:: Extracted data ::
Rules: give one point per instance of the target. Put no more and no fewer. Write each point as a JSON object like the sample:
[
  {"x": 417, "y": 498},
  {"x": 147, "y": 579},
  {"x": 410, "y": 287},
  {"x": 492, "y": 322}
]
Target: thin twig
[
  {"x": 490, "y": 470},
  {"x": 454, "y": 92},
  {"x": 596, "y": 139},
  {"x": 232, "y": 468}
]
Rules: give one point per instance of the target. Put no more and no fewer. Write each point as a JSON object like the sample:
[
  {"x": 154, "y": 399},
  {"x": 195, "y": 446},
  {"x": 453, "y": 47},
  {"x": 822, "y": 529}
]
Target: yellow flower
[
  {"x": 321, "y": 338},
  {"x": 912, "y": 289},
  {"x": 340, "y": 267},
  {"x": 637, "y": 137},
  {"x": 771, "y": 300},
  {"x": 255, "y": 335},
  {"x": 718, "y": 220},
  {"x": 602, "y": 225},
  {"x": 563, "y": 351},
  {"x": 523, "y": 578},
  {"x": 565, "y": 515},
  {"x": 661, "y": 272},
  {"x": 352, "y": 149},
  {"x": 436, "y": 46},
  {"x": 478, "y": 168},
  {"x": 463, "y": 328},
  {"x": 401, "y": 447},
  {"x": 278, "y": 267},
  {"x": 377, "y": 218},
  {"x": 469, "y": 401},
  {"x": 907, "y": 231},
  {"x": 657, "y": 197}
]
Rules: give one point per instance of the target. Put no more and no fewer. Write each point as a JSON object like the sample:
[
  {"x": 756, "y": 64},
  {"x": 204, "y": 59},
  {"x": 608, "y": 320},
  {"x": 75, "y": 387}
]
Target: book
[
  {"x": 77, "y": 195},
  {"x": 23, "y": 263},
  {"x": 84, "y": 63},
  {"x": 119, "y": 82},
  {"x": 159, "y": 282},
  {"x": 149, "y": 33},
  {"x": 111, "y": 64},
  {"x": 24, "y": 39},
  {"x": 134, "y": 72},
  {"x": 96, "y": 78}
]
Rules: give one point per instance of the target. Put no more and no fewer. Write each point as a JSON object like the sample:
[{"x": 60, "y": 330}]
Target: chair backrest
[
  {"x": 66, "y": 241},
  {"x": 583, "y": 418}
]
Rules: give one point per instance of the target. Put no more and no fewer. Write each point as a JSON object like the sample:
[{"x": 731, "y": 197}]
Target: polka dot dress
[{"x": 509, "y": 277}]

:: What to produce ::
A faithful, word-for-word transcript of the material above is the required answer.

:: Exercise output ::
Rules: give one point per instance of the target. Put no more and no fewer. Write each point as a JSON object like the sample:
[
  {"x": 417, "y": 498},
  {"x": 147, "y": 579},
  {"x": 410, "y": 287},
  {"x": 492, "y": 322}
]
Target: thin twig
[
  {"x": 490, "y": 470},
  {"x": 454, "y": 92},
  {"x": 596, "y": 139},
  {"x": 232, "y": 468}
]
Rules: give one point per instance of the target. Put no more and no fewer. Write each point as a JSON object like the sample:
[
  {"x": 154, "y": 399},
  {"x": 195, "y": 446},
  {"x": 453, "y": 47},
  {"x": 822, "y": 529}
]
Target: yellow flower
[
  {"x": 321, "y": 338},
  {"x": 912, "y": 289},
  {"x": 340, "y": 267},
  {"x": 637, "y": 137},
  {"x": 771, "y": 300},
  {"x": 255, "y": 335},
  {"x": 718, "y": 220},
  {"x": 602, "y": 225},
  {"x": 563, "y": 351},
  {"x": 523, "y": 578},
  {"x": 565, "y": 515},
  {"x": 661, "y": 272},
  {"x": 352, "y": 149},
  {"x": 436, "y": 46},
  {"x": 478, "y": 168},
  {"x": 463, "y": 328},
  {"x": 401, "y": 447},
  {"x": 278, "y": 267},
  {"x": 377, "y": 218},
  {"x": 469, "y": 401},
  {"x": 907, "y": 231},
  {"x": 657, "y": 197}
]
Rules: give one point per instance of the target. Put no more and no fewer. Write each point as a JSON object like the sample:
[
  {"x": 756, "y": 64},
  {"x": 204, "y": 59},
  {"x": 608, "y": 320},
  {"x": 75, "y": 387}
]
Target: book
[
  {"x": 77, "y": 195},
  {"x": 23, "y": 263},
  {"x": 84, "y": 63},
  {"x": 119, "y": 82},
  {"x": 159, "y": 282},
  {"x": 149, "y": 33},
  {"x": 111, "y": 64},
  {"x": 24, "y": 39},
  {"x": 134, "y": 72},
  {"x": 96, "y": 78}
]
Rules: give one point per instance of the target. Put no more and no fewer. Write each point as a JSON object like the sample:
[{"x": 60, "y": 330}]
Target: chair backrest
[
  {"x": 66, "y": 241},
  {"x": 583, "y": 418}
]
Rules: give one point per instance of the target. Put no more and no fewer. Write each point as a JSON object like the sample:
[{"x": 731, "y": 197}]
Target: polka dot dress
[{"x": 509, "y": 277}]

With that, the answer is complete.